Exercise aim | Write out the full listing exactly as given, minus the images.

[Excerpts of pointing data]
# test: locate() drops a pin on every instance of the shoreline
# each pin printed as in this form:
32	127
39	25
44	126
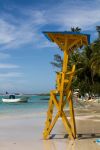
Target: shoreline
25	131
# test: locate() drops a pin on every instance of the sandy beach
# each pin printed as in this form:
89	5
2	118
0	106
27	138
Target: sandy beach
25	132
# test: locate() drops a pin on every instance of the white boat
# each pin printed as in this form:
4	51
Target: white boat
13	99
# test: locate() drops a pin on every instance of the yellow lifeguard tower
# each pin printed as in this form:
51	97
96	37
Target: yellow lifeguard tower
67	42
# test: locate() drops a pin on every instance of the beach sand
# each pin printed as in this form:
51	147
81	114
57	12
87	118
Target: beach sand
25	132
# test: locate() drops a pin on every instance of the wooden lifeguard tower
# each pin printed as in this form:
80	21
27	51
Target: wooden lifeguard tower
67	42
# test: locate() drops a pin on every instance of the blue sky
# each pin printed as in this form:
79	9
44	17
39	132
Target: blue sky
25	53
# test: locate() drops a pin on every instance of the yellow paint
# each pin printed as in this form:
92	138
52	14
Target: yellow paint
67	43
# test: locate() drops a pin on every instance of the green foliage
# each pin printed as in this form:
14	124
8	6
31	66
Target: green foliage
87	61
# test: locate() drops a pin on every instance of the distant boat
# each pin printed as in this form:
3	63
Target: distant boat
12	99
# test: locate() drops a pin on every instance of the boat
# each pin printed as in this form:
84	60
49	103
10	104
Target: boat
12	99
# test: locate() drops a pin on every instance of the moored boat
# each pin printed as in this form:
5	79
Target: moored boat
13	99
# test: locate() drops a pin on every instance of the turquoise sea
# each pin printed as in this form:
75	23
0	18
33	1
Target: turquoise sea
34	104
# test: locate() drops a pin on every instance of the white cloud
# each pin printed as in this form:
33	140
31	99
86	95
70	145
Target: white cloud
8	66
26	28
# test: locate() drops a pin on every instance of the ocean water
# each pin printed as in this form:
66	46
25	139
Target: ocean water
34	104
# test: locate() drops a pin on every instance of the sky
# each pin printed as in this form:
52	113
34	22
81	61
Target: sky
25	53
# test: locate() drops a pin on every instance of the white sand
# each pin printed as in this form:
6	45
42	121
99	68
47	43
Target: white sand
25	133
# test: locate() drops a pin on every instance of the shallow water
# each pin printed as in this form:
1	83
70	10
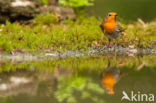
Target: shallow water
96	78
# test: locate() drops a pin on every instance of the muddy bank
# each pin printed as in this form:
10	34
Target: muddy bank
103	50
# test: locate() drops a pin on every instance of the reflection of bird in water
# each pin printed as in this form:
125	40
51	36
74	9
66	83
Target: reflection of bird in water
110	77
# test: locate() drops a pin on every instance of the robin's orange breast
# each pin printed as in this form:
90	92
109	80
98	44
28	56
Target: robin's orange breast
109	27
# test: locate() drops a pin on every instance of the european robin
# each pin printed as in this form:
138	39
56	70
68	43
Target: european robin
110	27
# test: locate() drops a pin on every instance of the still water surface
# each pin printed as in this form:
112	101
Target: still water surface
88	79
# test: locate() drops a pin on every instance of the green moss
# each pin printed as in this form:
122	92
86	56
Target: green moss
45	32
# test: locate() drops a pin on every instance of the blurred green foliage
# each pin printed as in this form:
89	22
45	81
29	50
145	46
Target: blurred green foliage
45	32
76	3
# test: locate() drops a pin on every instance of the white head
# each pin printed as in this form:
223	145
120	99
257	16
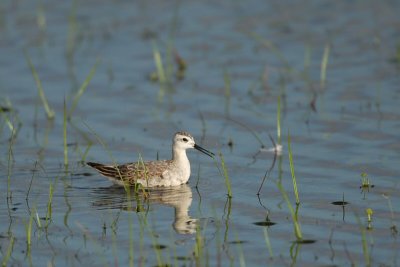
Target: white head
183	141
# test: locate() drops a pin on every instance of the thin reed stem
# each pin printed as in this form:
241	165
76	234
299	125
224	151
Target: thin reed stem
324	65
226	175
292	171
65	135
50	113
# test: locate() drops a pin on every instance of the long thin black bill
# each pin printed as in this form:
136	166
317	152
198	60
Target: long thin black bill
205	151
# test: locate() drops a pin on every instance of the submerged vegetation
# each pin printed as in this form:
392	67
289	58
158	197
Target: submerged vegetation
67	100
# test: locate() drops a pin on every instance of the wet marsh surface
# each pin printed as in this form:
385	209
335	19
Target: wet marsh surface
132	74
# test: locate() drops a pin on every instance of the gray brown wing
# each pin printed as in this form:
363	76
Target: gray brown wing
132	171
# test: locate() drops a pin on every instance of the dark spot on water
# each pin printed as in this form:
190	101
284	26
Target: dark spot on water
159	246
183	258
264	223
82	174
367	186
230	143
237	242
305	241
5	109
340	203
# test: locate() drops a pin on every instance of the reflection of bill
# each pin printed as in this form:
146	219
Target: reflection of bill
178	197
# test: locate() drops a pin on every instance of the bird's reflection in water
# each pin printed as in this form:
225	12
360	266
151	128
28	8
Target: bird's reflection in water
178	197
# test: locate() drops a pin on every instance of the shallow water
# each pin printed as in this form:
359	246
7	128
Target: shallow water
260	51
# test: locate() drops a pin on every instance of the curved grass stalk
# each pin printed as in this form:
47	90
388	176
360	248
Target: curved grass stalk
50	113
292	171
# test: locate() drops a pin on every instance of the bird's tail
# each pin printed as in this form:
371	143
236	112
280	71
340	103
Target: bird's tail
106	170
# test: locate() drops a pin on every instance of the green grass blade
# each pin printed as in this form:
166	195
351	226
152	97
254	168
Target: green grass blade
324	65
160	71
278	120
65	136
7	255
50	113
83	87
226	175
292	171
296	224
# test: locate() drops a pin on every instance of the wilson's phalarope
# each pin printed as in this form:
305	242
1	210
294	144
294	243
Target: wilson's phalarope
155	173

Complete output |
# test: locate() drops a pin on every instance of the shoreline
# each pin printed as in this form:
32	127
39	25
44	126
Target: shoreline
25	131
# test: locate() drops a pin on every instance of the sandy beach
# each pin printed as in this form:
89	5
2	118
0	106
27	138
Target: sandy beach
25	132
# test: locate() drops a pin on every instance of the white boat
# each pin printed as in this form:
4	51
Target: white boat
13	99
# test: locate() drops a pin on every instance of the yellow lifeguard tower
# each pin printed as in this form:
51	97
96	37
Target: yellow lifeguard tower
67	42
# test: locate() drops a pin on every instance of the beach sand
# each pin printed as in this form:
51	147
81	114
57	12
87	118
Target: beach sand
25	132
# test: locate() drops a pin on every instance of the wooden lifeguard tower
# each pin printed as in this form:
80	21
27	51
Target: wooden lifeguard tower
67	42
# test: locate() drops a pin on every instance of the blue sky
# each pin printed as in this form:
79	9
44	17
39	132
Target: blue sky
25	53
# test: locate() drops a pin on every instance of the yellow paint
# each pin printed as in this form:
92	138
52	14
Target: yellow paint
67	43
# test: locate() drops a pin on every instance of the green foliage
# each pin printed as in this form:
14	124
8	6
31	66
Target: green foliage
87	61
# test: locate() drops a pin on every instance of the distant boat
# each pin printed as in this form:
3	63
Target: distant boat
12	99
# test: locate() drops a pin on every instance of the boat
# each pin printed as in this form:
84	60
49	103
10	104
Target: boat
12	99
# test: locate() drops a pin on every instance of the moored boat
# each pin printed as in this form:
5	79
Target: moored boat
13	99
# test: locate() drops a pin on every instance of the turquoise sea
# each pin printed as in this form:
75	23
0	18
33	1
Target: turquoise sea
34	104
# test: locate() drops a pin on every instance of the white cloud
# each pin printed as in this form:
33	140
31	99
86	95
70	145
Target: white cloud
8	66
26	28
# test: locate() drops a pin on every instance of the ocean water
# each pin printed as in this form:
66	46
25	139
Target: ocean water
34	104
# test: locate() drops a pin on every instance of the sky
# each pin printed as in this form:
52	113
34	22
81	61
Target: sky
25	53
# test: locate() drops a pin on every instance of the white sand
# each pin printed as in this form:
6	45
42	121
99	68
47	43
Target: white sand
25	133
# test: locate() drops a pin on every instance of the shallow water
# each pin printed as in this form:
1	83
70	10
Target: shallow water
96	78
# test: locate() drops a pin on every instance of the muddy bank
# each pin printed as in this form:
10	34
Target: muddy bank
103	50
# test: locate() drops a pin on every instance of the reflection of bird in water
# each pin printed as in this form:
125	40
51	36
74	9
66	83
Target: reflection of bird in water
110	77
# test: locate() drops a pin on every instance of the robin's orange breast
# each pin printed as in this form:
90	92
109	80
98	44
28	56
Target: robin's orange breast
109	27
# test: locate() drops a pin on every instance of the european robin
# each pin printed as in this form:
138	39
56	70
68	43
Target: european robin
110	27
# test: locate() drops a pin on every instance of the still water surface
# each pin printed as in this form:
112	101
Target: still water surface
88	79
# test: locate() drops a pin on every instance of the green moss
# each pin printed as in this form:
122	92
86	56
Target: green moss
45	32
# test: locate() drops a pin on every instance of the blurred green foliage
# each pin printed as in this form:
89	22
45	81
29	50
145	46
Target: blurred green foliage
45	32
76	3
# test: locate() drops a pin on every instance of the white head
# each pin printed as in this form:
223	145
120	99
257	16
Target: white head
183	141
# test: locate() drops a pin on every instance of the thin reed stem
# each pin printed as in this form:
241	165
76	234
299	125
224	151
Target: thin reed stem
324	65
226	175
292	171
65	135
50	113
# test: locate() drops a pin on every instance of the long thin black bill
# each pin printed as in this form:
136	166
317	152
198	60
Target: long thin black bill
205	151
# test: locate() drops a pin on every instance of the submerged vegetation
# each pin printed as in this form:
392	67
289	58
158	197
Target: submerged vegetation
67	100
# test: locate() drops a pin on every instance of the wet marsh surface
# each pin printed as in this form:
385	209
335	19
Target: wet marsh surface
132	74
# test: locate() drops a pin on every instance of the gray brown wing
# each pin printed as in this form:
363	76
Target: gray brown wing
132	171
# test: locate() drops a pin on every instance of the dark spot on water
# each pin printed as in this form:
190	101
284	26
Target: dark spot on water
159	246
183	258
264	223
82	174
367	186
230	143
237	242
305	241
5	109
340	203
# test: locate() drops a pin on every instance of the reflection of bill
# each pin printed as in this form:
146	219
Target: reflection of bill
178	197
# test: locate() drops a pin on every instance of the bird's reflection in water
# each pin printed as in this form:
225	12
360	266
151	128
28	8
Target: bird's reflection in water
178	197
# test: locate() drops a pin on every instance of the shallow water
# each pin printed as in this form:
359	246
7	128
Target: shallow water
260	51
# test: locate() drops a pin on every instance of the curved grass stalk
# each pin printed as in this form:
47	90
388	176
360	248
Target: curved grass stalk
50	113
292	171
# test: locate() drops a pin on every instance of the bird's tail
# each pin printed as in this form:
371	143
236	112
280	71
340	103
Target: bird's tail
106	170
# test: locate() drops a pin on every instance of the green grass blade
# each pin printed as in this form:
166	195
351	226
152	97
254	168
Target: green grass blade
324	65
160	71
278	120
65	136
7	255
50	113
83	87
226	175
292	171
296	224
# test: locate() drops a pin on every instance of the wilson's phalarope
# each pin printed as in this form:
305	242
1	210
294	144
294	243
Target: wilson's phalarope
155	173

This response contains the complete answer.